## GIVEN REQUEST:
Repeat every entry word for word, but leave the images out of your copy.

## DATASET ROWS:
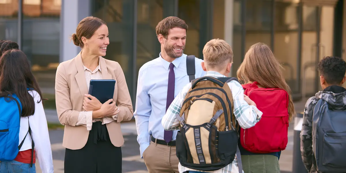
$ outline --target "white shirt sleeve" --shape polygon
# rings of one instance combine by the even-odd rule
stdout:
[[[35,143],[36,157],[43,173],[53,173],[54,170],[52,148],[43,101],[37,103],[41,99],[39,94],[36,91],[33,91],[29,93],[34,97],[35,103],[35,112],[33,115],[28,117],[33,140]]]

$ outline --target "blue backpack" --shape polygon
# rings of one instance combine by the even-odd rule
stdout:
[[[312,117],[312,149],[319,172],[346,170],[346,110],[333,110],[320,99]]]
[[[0,97],[0,161],[13,160],[21,147],[28,135],[27,133],[18,146],[20,117],[22,108],[21,103],[16,94]],[[30,126],[28,133],[31,136]],[[34,152],[34,142],[32,141],[31,164]]]

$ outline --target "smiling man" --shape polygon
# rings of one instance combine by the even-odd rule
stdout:
[[[159,22],[156,27],[161,44],[159,57],[143,65],[138,73],[134,116],[140,156],[149,172],[179,172],[177,130],[165,130],[161,121],[176,94],[190,82],[187,56],[183,53],[187,30],[185,21],[176,17],[167,17]],[[195,77],[204,76],[203,61],[194,58]]]

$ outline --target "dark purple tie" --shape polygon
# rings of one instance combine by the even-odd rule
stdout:
[[[168,107],[174,100],[174,83],[175,80],[175,75],[174,73],[173,68],[174,64],[171,63],[170,64],[170,72],[168,74],[168,87],[167,88],[167,100],[166,103],[166,111],[167,112]],[[172,140],[173,136],[173,131],[165,130],[163,139],[166,142],[168,143]]]

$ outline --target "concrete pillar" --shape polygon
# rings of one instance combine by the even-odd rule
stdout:
[[[233,47],[233,2],[234,0],[225,1],[225,33],[224,35],[225,36],[224,40],[232,48]],[[235,67],[238,68],[238,67],[232,67],[232,69]],[[236,74],[232,74],[231,70],[229,76],[234,76],[236,75]]]

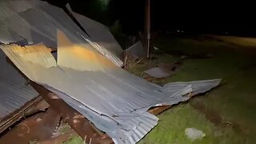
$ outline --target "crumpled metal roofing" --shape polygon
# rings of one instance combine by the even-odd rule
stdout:
[[[149,108],[186,101],[189,94],[205,92],[220,82],[220,79],[215,79],[160,86],[112,66],[110,60],[98,57],[98,52],[82,50],[82,46],[70,43],[67,38],[58,38],[58,50],[70,53],[58,53],[58,58],[62,61],[74,57],[73,66],[69,61],[57,62],[56,66],[54,57],[42,45],[0,47],[30,79],[56,93],[115,143],[135,143],[157,125],[158,118],[146,112]],[[44,63],[27,61],[32,55]],[[101,65],[97,64],[98,61],[102,62]],[[76,63],[88,62],[107,69],[90,70],[86,64],[79,64],[76,69]]]
[[[113,37],[107,29],[102,29],[98,22],[93,20],[86,22],[97,23],[94,28],[105,30],[105,34],[108,33],[109,37]],[[86,28],[86,30],[92,31],[90,30],[92,27]],[[114,42],[114,45],[110,45],[111,46],[108,46],[107,42],[98,43],[95,40],[101,40],[102,37],[97,35],[94,37],[97,39],[91,39],[61,8],[39,0],[0,2],[0,42],[2,43],[26,46],[43,42],[48,47],[56,48],[58,29],[66,33],[73,42],[86,45],[87,49],[98,50],[117,66],[122,66],[122,62],[118,58],[122,48],[116,41]]]
[[[0,119],[37,97],[38,94],[6,59],[0,51]]]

## FINAL ANSWER:
$ outline --target "white shirt sleeve" --shape polygon
# rings of one instance combine by the even-odd rule
stdout:
[[[35,143],[36,157],[43,173],[53,173],[54,170],[52,148],[43,101],[37,103],[41,99],[39,94],[36,91],[33,91],[29,93],[34,97],[35,103],[35,112],[33,115],[28,117],[33,140]]]

$ outline --target "blue backpack" --shape polygon
# rings of one instance combine by the even-odd rule
stdout:
[[[312,117],[312,149],[319,172],[346,170],[346,110],[333,110],[320,99]]]
[[[0,97],[0,161],[13,160],[21,147],[28,135],[27,133],[18,146],[20,117],[22,108],[21,103],[16,94]],[[30,126],[28,133],[31,136]],[[34,152],[34,142],[32,141],[31,164]]]

$ outline --target "smiling man" --shape polygon
# rings of one instance combine by the even-odd rule
stdout:
[[[159,22],[156,27],[161,44],[159,57],[143,65],[138,73],[134,116],[140,156],[149,172],[179,172],[177,130],[165,130],[161,121],[176,94],[190,82],[187,56],[183,53],[187,30],[185,21],[176,17],[167,17]],[[195,77],[204,76],[203,61],[194,58]]]

$ outline --target "dark purple tie" --shape polygon
# rings of one instance combine by the even-odd rule
stdout:
[[[168,107],[174,100],[174,83],[175,80],[175,75],[174,73],[173,68],[174,64],[171,63],[170,64],[170,72],[168,74],[168,87],[167,88],[167,100],[166,103],[166,111],[167,112]],[[172,140],[173,136],[173,131],[165,130],[163,139],[166,142],[168,143]]]

$ outline --target "concrete pillar" --shape polygon
# rings of one instance combine by the even-odd rule
stdout:
[[[233,47],[233,2],[234,0],[225,1],[225,33],[224,35],[225,36],[224,40],[232,48]],[[235,67],[238,68],[238,67],[232,67],[232,69]],[[236,74],[232,74],[231,70],[229,76],[234,76],[236,75]]]

$ outline --target "crumpled metal roofing" --shape polygon
# rings of one instance combine by the even-odd rule
stdout:
[[[149,108],[186,101],[189,94],[205,92],[220,82],[220,79],[215,79],[160,86],[112,66],[110,60],[98,57],[98,52],[82,50],[82,46],[70,43],[67,38],[58,38],[58,50],[70,53],[58,53],[58,58],[62,61],[74,57],[73,66],[69,61],[57,62],[56,66],[54,57],[42,45],[0,47],[30,79],[56,93],[115,143],[135,143],[157,125],[158,118],[146,112]],[[44,63],[27,61],[32,55]],[[101,65],[97,64],[98,61],[102,62]],[[76,63],[88,62],[107,69],[90,70],[86,64],[79,64],[76,69]]]
[[[113,37],[107,29],[102,29],[98,22],[93,20],[86,22],[97,23],[94,28],[105,30],[105,34],[108,33],[109,37]],[[86,28],[86,30],[92,31],[90,30],[92,27]],[[114,42],[114,45],[110,45],[111,46],[108,46],[107,42],[98,43],[95,40],[101,40],[102,37],[97,35],[94,37],[97,39],[91,39],[61,8],[39,0],[0,2],[0,42],[2,43],[26,46],[43,42],[48,47],[56,48],[58,29],[66,33],[73,42],[86,45],[87,49],[98,50],[117,66],[122,66],[122,62],[118,58],[122,48],[116,41]]]
[[[0,119],[37,97],[38,94],[6,59],[0,51]]]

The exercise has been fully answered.